#### INSTRUCTIONS TO FOLLOW
Be exact. Print each record as it stands.

#### Items from a data source
****
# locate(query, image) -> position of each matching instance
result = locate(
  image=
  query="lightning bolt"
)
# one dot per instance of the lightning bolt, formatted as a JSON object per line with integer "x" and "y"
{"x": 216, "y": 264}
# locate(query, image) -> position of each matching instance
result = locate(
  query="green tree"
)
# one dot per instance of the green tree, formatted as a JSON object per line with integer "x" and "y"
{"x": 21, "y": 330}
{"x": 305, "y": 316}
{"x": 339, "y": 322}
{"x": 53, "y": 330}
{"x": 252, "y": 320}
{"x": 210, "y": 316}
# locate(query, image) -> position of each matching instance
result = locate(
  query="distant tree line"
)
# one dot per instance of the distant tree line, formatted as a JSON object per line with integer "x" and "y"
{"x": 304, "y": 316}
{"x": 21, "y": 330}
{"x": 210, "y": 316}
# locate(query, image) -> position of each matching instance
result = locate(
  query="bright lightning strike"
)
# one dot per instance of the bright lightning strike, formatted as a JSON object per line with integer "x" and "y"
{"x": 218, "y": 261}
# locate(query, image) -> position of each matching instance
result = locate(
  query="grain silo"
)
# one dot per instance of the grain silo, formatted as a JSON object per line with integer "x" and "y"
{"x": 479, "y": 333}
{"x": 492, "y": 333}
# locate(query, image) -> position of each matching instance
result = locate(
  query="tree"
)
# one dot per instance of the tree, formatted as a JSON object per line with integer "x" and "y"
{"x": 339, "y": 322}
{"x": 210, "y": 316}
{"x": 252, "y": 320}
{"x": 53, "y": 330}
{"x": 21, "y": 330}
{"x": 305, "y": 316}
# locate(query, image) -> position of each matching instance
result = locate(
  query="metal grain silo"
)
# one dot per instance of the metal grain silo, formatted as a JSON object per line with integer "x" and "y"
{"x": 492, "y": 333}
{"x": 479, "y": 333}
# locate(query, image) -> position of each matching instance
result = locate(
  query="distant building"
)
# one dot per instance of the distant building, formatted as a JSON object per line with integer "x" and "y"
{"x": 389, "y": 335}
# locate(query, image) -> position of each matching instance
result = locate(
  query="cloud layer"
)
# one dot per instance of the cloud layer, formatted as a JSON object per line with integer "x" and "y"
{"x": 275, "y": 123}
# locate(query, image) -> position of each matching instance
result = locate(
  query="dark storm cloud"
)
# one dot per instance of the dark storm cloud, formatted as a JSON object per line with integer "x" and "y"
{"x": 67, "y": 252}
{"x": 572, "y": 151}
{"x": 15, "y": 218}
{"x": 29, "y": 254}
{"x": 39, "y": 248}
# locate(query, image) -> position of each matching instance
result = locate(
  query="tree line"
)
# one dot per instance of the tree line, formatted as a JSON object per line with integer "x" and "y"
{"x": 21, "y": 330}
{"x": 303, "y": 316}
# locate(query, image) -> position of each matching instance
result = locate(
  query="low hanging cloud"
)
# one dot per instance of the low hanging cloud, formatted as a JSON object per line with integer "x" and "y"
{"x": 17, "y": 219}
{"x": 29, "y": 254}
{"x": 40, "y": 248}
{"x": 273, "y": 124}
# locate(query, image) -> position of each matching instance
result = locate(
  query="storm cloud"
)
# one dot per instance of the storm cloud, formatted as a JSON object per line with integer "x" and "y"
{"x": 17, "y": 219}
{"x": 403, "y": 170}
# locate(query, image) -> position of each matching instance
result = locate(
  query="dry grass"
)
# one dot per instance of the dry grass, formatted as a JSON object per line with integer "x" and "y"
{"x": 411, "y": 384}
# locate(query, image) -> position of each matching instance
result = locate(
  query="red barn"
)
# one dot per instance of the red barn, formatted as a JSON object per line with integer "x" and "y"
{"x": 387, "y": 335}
****
#### YOUR RESPONSE
# locate(query, image) -> position of each matching instance
result = locate(
  image=
  query="lightning bolt"
)
# one dot per instance of the lightning bolt, formatted as a JSON object per line with integer "x" and "y"
{"x": 216, "y": 264}
# locate(query, image) -> position of each matching instance
result = locate(
  query="green tree"
)
# one dot per instance of the green tree, formatted as a JSON object per line with integer "x" and "y"
{"x": 21, "y": 330}
{"x": 305, "y": 316}
{"x": 339, "y": 322}
{"x": 53, "y": 330}
{"x": 252, "y": 320}
{"x": 210, "y": 316}
# locate(query, image) -> position of each matching instance
result = locate(
  query="distant tree line"
)
# one dot per instance of the distant tree line, formatted as a JSON object per line with integer "x" and "y"
{"x": 304, "y": 316}
{"x": 21, "y": 330}
{"x": 210, "y": 316}
# locate(query, image) -> position of each matching instance
result = locate(
  query="bright lightning strike"
)
# one dot per instance of the bright lightning strike, formatted as a JSON object per line with integer "x" and "y"
{"x": 218, "y": 261}
# locate(query, image) -> position of each matching instance
result = locate(
  query="grain silo"
)
# one dot per instance of the grain silo, formatted as a JSON object per line with integer "x" and "y"
{"x": 479, "y": 333}
{"x": 492, "y": 333}
# locate(query, image) -> position of each matching instance
result = locate(
  query="tree"
)
# one dot per instance of the tree, formatted as a JSON object per line with integer "x" and "y"
{"x": 339, "y": 322}
{"x": 210, "y": 316}
{"x": 252, "y": 320}
{"x": 53, "y": 330}
{"x": 21, "y": 330}
{"x": 305, "y": 316}
# locate(query, image) -> position of each matching instance
result = locate(
  query="metal grain silo"
)
# one dot per instance of the metal grain silo, formatted as a JSON object per line with integer "x" and "y"
{"x": 492, "y": 333}
{"x": 479, "y": 333}
# locate(query, image) -> position of each matching instance
result = locate(
  query="distant building"
)
# one dot per instance of the distant building, formatted as a JSON object per line with integer "x" and "y"
{"x": 389, "y": 335}
# locate(query, image) -> position of each matching instance
result = locate(
  query="cloud layer"
)
# one dot per instance of the cloud layer, formatted as a JSON object per line with integer "x" and "y"
{"x": 275, "y": 123}
# locate(query, image) -> position of each matching instance
result = locate(
  query="dark storm cloud"
)
# one dot per instance of the dark storm cloud, formatted as a JSON object per line with integer "x" and "y"
{"x": 67, "y": 252}
{"x": 572, "y": 151}
{"x": 15, "y": 218}
{"x": 29, "y": 254}
{"x": 39, "y": 248}
# locate(query, image) -> position of each matching instance
result = locate(
  query="tree line"
)
# one dot per instance of the tree line, formatted as a JSON object per line with integer "x" and "y"
{"x": 21, "y": 330}
{"x": 303, "y": 316}
# locate(query, image) -> position of each matching instance
result = locate(
  query="low hanging cloud"
)
# one dot per instance of the low hanging cloud, formatted as a JSON object per line with integer "x" and "y"
{"x": 17, "y": 219}
{"x": 29, "y": 254}
{"x": 40, "y": 248}
{"x": 273, "y": 124}
# locate(query, image) -> position of each matching instance
result = locate(
  query="storm cloud"
)
# one dot per instance of the storm cloud, formatted as a JSON object per line with integer "x" and "y"
{"x": 17, "y": 219}
{"x": 403, "y": 170}
# locate(query, image) -> position of each matching instance
result = locate(
  query="dry grass"
)
# one dot per instance of the dry grass, formatted as a JSON object per line with integer "x" and "y"
{"x": 411, "y": 384}
# locate(query, image) -> position of each matching instance
result = locate(
  query="red barn"
)
# one dot per instance of the red barn, formatted as a JSON object per line with integer "x" and "y"
{"x": 387, "y": 335}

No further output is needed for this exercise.